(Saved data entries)
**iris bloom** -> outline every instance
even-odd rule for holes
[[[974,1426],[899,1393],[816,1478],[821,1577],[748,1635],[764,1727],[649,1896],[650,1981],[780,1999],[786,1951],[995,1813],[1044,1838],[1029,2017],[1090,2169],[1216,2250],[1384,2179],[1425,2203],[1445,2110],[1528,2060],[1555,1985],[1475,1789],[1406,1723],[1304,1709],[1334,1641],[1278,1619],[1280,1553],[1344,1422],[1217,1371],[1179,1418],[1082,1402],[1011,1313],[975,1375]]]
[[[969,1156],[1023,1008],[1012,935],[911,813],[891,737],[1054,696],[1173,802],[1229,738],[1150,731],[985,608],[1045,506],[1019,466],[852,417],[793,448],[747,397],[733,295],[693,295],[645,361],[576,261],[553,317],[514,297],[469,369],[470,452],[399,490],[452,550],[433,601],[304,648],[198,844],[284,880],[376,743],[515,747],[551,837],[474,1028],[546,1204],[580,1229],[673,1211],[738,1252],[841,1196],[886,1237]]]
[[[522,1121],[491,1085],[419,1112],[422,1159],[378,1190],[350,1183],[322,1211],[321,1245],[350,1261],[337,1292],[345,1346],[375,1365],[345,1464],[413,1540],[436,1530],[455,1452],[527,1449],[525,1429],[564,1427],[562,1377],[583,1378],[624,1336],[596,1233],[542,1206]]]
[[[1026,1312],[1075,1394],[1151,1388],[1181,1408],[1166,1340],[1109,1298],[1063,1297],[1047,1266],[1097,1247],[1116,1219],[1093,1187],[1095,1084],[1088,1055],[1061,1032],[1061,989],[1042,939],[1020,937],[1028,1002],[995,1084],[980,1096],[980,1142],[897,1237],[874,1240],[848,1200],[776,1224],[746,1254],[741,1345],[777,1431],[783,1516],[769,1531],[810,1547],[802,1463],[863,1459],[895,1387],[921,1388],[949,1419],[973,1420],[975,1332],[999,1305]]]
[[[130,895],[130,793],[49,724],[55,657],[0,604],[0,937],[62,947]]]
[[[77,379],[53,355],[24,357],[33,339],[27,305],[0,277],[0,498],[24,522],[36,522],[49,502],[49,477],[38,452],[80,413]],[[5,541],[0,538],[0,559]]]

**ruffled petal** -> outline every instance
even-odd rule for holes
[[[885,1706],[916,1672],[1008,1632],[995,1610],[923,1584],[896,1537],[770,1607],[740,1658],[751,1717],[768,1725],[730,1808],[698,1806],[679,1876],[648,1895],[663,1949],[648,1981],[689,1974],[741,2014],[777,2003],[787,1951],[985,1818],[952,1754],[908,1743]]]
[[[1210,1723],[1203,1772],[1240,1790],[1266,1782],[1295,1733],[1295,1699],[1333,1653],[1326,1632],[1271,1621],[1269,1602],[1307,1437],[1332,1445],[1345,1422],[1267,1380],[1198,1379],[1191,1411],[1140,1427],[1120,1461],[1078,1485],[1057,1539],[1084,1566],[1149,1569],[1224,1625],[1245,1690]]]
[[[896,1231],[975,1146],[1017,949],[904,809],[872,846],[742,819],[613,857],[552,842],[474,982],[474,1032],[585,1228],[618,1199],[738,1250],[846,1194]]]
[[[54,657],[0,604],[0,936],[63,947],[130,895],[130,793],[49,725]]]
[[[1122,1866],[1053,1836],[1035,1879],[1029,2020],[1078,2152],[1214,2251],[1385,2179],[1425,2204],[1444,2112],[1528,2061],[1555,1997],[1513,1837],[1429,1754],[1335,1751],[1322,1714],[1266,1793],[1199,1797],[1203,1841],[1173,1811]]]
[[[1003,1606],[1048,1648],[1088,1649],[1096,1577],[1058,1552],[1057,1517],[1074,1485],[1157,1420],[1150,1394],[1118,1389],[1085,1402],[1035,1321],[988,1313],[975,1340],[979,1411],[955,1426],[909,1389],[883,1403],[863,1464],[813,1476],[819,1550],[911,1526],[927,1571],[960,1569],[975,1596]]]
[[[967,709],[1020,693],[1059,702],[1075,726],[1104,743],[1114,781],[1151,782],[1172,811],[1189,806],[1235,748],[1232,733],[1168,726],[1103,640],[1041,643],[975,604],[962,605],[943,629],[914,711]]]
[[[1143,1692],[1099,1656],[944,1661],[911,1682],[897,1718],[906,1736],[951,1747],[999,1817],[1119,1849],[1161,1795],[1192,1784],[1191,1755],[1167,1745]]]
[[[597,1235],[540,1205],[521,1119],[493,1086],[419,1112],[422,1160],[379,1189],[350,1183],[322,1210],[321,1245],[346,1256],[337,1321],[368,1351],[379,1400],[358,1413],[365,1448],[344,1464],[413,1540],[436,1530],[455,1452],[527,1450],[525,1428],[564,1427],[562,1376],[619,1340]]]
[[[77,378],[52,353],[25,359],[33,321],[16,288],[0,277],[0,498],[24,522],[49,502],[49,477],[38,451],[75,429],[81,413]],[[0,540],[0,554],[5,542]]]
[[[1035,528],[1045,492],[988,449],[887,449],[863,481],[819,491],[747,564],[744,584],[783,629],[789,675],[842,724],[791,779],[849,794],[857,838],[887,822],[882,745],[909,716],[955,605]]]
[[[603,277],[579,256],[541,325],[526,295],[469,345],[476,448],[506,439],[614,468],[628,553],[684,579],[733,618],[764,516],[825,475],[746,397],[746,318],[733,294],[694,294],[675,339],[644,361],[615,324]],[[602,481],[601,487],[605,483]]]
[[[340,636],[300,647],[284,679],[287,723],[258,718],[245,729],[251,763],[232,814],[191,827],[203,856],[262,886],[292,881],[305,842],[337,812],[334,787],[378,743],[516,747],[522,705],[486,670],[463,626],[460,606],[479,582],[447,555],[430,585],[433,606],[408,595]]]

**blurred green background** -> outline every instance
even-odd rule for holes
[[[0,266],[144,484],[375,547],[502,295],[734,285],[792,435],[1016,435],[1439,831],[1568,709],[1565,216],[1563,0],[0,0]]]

» Instructions for the task
Whenever the word "every" shows up in a line of the entries, list that line.

» Answer to this task
**iris bloom** -> outline every instance
**ruffled petal** -> outline every instance
**blurred green background** -> outline every instance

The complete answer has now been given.